▶ SELECTED EXCERPT:
•••
By: Thomas Walkom The Toronto Sun, Wed Apr 13 2016
For those following the travails of the New Democratic Party, the Leap Manifesto is topic of the day.
The short document, available on-line, can arouse fierce passions.
Alberta NDP Premier Rachel Notley has called its centrepiece recommendations naive and ill-informed.
Writing in the Star, former party official Robin Sears has dismissed it as the product of “loony leapers.”
In the media, it is usually described as radical. When delegates at the NDP’s Edmonton convention last weekend voted to debate the manifesto at the riding level, some fretted that the party was about to ride off into a Quixotic dead end.
In fact, the Leap Manifesto, which first surfaced last fall, is neither radical nor uniquely left-wing.
Its authors, including filmmaker Avi Lewis and writer Naomi Klein, present it as a non-partisan document that aims to influence all Canadian political parties.
They note that the manifesto has been endorsed by the Greens. They praise Liberal Prime Minister Justin Trudeau for moving on some of its recommendations and criticize him for being slow on others.
Indeed, Avi Lewis didn’t join the NDP until he decided to go to Edmonton to try and sell his manifesto.
•••
▶ RECORD SET:
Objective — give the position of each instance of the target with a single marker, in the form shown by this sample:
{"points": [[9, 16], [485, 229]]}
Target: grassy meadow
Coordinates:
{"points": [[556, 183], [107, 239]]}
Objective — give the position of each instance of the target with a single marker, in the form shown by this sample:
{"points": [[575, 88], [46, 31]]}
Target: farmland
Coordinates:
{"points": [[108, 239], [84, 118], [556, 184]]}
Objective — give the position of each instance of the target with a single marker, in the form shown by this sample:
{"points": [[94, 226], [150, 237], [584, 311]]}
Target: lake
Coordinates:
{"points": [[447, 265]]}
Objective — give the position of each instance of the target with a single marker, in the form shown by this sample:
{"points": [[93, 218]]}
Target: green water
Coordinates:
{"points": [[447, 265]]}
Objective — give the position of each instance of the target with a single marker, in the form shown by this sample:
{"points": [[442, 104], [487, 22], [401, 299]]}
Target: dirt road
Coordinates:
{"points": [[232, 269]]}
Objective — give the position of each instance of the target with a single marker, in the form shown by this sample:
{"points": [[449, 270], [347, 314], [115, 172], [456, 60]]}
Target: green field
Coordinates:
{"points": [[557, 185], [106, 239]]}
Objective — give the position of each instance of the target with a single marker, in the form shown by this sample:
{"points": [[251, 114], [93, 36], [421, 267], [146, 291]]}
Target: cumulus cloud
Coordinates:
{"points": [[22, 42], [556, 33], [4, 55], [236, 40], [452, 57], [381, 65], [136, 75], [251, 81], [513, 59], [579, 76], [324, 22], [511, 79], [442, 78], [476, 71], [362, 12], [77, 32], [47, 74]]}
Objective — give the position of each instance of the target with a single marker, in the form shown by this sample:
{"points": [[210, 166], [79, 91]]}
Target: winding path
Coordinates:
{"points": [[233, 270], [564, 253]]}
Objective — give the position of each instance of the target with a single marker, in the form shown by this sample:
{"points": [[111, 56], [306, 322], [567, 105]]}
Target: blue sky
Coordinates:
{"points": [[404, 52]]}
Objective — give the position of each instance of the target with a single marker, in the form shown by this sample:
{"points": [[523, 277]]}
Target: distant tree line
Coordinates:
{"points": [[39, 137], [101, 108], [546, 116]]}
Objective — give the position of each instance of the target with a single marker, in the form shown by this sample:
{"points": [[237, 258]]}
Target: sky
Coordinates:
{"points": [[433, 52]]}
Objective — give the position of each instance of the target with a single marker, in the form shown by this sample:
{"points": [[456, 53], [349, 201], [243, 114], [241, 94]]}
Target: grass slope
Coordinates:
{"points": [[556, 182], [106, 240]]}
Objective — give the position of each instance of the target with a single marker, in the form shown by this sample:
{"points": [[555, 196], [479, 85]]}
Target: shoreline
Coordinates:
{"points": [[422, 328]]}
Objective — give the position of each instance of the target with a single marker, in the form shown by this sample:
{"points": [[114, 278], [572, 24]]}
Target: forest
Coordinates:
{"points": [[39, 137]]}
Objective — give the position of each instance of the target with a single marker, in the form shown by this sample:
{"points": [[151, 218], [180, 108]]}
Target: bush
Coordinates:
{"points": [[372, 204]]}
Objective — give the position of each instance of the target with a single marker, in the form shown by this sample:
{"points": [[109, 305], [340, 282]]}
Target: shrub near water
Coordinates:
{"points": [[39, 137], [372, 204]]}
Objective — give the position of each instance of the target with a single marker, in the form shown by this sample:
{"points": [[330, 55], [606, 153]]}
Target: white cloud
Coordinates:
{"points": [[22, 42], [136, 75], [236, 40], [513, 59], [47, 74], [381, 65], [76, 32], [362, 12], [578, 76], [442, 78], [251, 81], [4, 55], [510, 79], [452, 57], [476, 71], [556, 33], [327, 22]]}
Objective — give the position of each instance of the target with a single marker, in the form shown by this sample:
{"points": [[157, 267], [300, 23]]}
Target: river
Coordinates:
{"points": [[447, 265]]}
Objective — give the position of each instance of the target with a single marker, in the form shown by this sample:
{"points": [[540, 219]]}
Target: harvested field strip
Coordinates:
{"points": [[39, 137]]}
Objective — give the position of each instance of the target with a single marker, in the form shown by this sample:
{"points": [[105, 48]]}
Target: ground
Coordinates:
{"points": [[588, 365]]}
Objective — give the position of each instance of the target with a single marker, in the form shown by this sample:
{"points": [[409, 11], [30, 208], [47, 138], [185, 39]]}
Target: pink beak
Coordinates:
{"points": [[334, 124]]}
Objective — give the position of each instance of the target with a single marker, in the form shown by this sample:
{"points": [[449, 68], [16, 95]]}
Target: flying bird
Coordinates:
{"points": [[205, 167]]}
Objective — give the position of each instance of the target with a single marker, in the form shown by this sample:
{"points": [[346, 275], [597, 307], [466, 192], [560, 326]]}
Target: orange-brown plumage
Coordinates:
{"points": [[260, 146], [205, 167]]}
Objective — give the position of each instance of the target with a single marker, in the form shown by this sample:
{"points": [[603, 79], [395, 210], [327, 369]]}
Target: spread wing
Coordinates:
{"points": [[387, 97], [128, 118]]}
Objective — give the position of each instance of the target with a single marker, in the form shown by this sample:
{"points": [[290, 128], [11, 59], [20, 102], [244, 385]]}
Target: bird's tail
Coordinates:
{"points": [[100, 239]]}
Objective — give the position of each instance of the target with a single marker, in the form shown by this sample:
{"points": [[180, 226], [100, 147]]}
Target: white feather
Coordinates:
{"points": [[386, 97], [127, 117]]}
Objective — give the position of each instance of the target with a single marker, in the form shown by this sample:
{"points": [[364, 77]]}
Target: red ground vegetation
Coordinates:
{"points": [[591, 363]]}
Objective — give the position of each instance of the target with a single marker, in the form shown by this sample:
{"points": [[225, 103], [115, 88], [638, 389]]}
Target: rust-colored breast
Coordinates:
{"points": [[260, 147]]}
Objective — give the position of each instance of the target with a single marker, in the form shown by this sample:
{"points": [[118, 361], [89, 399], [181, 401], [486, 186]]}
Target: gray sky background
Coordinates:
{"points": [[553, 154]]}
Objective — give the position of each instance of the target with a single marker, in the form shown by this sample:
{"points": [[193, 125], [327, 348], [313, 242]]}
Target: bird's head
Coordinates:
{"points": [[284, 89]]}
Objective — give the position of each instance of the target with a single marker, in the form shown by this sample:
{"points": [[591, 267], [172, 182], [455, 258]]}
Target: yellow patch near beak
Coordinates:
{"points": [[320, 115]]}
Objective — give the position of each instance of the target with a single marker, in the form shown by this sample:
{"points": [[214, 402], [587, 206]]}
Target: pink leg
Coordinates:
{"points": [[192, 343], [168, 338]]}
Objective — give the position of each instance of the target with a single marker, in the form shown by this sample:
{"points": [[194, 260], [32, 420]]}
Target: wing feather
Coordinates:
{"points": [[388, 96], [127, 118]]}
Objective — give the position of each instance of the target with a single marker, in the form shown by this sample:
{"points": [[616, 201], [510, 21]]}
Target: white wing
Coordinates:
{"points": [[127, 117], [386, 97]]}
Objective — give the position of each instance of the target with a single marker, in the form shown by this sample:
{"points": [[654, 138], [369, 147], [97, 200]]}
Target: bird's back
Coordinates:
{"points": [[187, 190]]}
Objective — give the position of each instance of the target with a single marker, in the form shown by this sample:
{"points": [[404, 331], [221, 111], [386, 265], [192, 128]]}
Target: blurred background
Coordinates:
•••
▶ STUDY QUESTIONS:
A - Do these statements agree with the column on the Leap Manifesto? For each one, answer yes or no and quote the deciding words of the column exactly. (i) Rachel Notley called the manifesto's centerpiece recommendations naive and ill-informed. (ii) The manifesto first surfaced last spring. (iii) Avi Lewis was a longtime member of the NDP.
B - Write out the column on the Leap Manifesto from "The short document, available" up to and including "Quixotic dead end.", keeping its wording exactly.

▶ RESULTS OF THE EXERCISE:
A -
(i) Yes: "has called its centrepiece recommendations naive and ill-informed"
(ii) No: "which first surfaced last fall"
(iii) No: "Avi Lewis didn’t join the NDP until he decided to go to Edmonton to try and sell his manifesto"

B -
The short document, available on-line, can arouse fierce passions.
Alberta NDP Premier Rachel Notley has called its centrepiece recommendations naive and ill-informed.
Writing in the Star, former party official Robin Sears has dismissed it as the product of “loony leapers.”
In the media, it is usually described as radical. When delegates at the NDP’s Edmonton convention last weekend voted to debate the manifesto at the riding level, some fretted that the party was about to ride off into a Quixotic dead end.